Seitenauszug →
=======

Evelyn Schalk | Die Scherbe, Graz

Foto: Alain Barbero | Text: Evelyn Schalk

 

nische und bühne, geschichte in sesselfugen, tischplatten, die sprachwelten beherbergen. das einst bürgerliche kaffeehaus ist rasch zum gegenort des sakralen wohnzimmers geworden. eine bleibe für all jene, die den eigenen vier wänden entfliehen wollen, müssen oder dürfen. weil der platz fehlt, zuviel lärm herrscht oder erstarrte stille, erinnerungen alles leben ersticken oder leere sich in die unendlichkeit zu dehnen droht. um mit anderen oder allein zu sein. das kaffeehaus ist zufluchtsort und manchmal der einzige kleine luxus. allein dieses bewusstsein ist überlebensmittel.
im gegensatz zu vielen cafés ist die Scherbe ein ankerpunkt über viele jahre geblieben, zu nahezu jeder tages- und nachtzeit. denn ein kaffeehaus hebt normzeiten auf, nachmittags frühstücken, über mitternacht schreiben, bis in den morgen diskutieren, in der zeitlosigkeit wird die zeit individuell. gleich um die ecke der Scherbe habe ich meine ersten tage in einer redaktion verbracht, im selben haus, in dem jahrzehnte zuvor drei frauengenerationen meiner familie auf engstem raum lebten, als die gegend noch nicht hip war, sondern ein arme-leute-viertel. ein foto meiner uroma zeigt sie im einzigen raum der wohnung sitzend, neben sich die aufgeschlagene tageszeitung, darauf eine große lupe. „ihr interessiert’s euch viel zu wenig!“, hatte sie, der neben all der arbeit kaum zeit blieb und wenn, dann zum lesen, immer gemahnt, erinnerte sich meine mutter. bei ebendieser zeitung habe ich später, am stadtrand, journalismus von der pike auf gelernt. ins kaffeehaus sind alle gegangen. ungezählte paare haben sich dort gefunden und wieder verloren. eine politische und private institution gleichermaßen. ein wahrlich öffentlicher salon und ein salon der öffentlichkeit. genau deshalb – und nicht aus einem verstaubten, verrauchten klischee – entsteht hier literatur.

=======

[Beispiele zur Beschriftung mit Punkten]
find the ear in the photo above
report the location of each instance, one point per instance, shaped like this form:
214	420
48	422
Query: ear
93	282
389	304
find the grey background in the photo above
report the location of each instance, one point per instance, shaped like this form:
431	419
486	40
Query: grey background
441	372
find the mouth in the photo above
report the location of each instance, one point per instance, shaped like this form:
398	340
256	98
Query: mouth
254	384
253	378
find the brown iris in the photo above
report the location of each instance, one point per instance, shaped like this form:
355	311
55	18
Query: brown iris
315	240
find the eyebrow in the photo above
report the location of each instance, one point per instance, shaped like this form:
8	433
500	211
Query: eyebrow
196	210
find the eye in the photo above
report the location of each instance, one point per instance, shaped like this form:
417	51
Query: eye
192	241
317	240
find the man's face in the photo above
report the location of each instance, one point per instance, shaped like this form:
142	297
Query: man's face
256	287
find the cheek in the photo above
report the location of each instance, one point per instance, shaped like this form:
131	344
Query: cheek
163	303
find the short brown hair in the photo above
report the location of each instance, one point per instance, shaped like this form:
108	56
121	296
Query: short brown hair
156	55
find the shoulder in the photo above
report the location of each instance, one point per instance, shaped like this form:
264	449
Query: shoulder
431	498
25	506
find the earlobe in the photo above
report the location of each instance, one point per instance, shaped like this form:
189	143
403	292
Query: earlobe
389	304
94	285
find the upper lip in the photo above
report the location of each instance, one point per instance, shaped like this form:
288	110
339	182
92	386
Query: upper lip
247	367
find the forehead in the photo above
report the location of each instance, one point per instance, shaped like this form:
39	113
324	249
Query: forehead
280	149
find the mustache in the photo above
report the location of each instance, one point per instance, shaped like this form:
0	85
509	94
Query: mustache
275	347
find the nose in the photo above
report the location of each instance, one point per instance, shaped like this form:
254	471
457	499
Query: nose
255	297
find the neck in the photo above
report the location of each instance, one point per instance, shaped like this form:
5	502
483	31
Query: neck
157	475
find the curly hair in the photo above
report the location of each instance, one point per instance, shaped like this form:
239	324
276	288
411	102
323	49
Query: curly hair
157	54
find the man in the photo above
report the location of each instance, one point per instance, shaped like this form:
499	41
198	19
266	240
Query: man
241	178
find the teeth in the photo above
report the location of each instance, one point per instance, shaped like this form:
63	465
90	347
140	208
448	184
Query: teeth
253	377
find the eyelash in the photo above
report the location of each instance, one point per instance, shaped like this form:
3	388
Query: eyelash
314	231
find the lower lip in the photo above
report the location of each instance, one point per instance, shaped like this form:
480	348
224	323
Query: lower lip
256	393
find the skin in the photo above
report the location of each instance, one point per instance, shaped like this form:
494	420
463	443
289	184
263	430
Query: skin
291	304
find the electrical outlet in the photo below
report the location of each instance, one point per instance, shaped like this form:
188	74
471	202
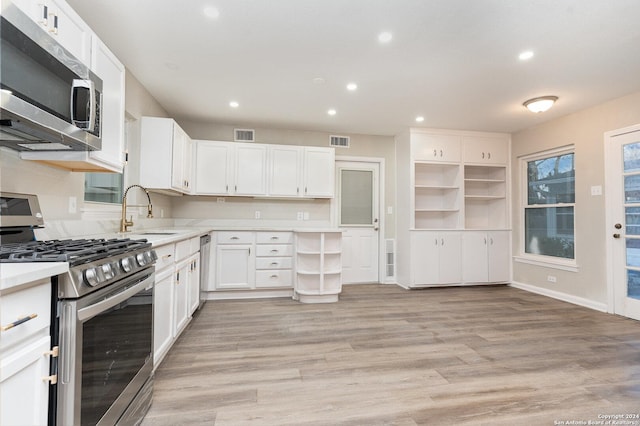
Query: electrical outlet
73	204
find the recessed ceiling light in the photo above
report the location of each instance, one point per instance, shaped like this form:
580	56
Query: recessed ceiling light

=======

Aufgabe 1 → Gib aus dem Text über das Kaffeehaus Scherbe die Passage von „Foto: Alain Barbero“ bis einschließlich „bewusstsein ist überlebensmittel.“ wortgetreu wieder.
Aufgabe 2 → Liste alle Zeilen der Einträge auf, in denen das Wort „iris“ vorkommt.

Ausgabe 1 →
Foto: Alain Barbero | Text: Evelyn Schalk

 

nische und bühne, geschichte in sesselfugen, tischplatten, die sprachwelten beherbergen. das einst bürgerliche kaffeehaus ist rasch zum gegenort des sakralen wohnzimmers geworden. eine bleibe für all jene, die den eigenen vier wänden entfliehen wollen, müssen oder dürfen. weil der platz fehlt, zuviel lärm herrscht oder erstarrte stille, erinnerungen alles leben ersticken oder leere sich in die unendlichkeit zu dehnen droht. um mit anderen oder allein zu sein. das kaffeehaus ist zufluchtsort und manchmal der einzige kleine luxus. allein dieses bewusstsein ist überlebensmittel.

Ausgabe 2 →
find the brown iris in the photo above
Query: brown iris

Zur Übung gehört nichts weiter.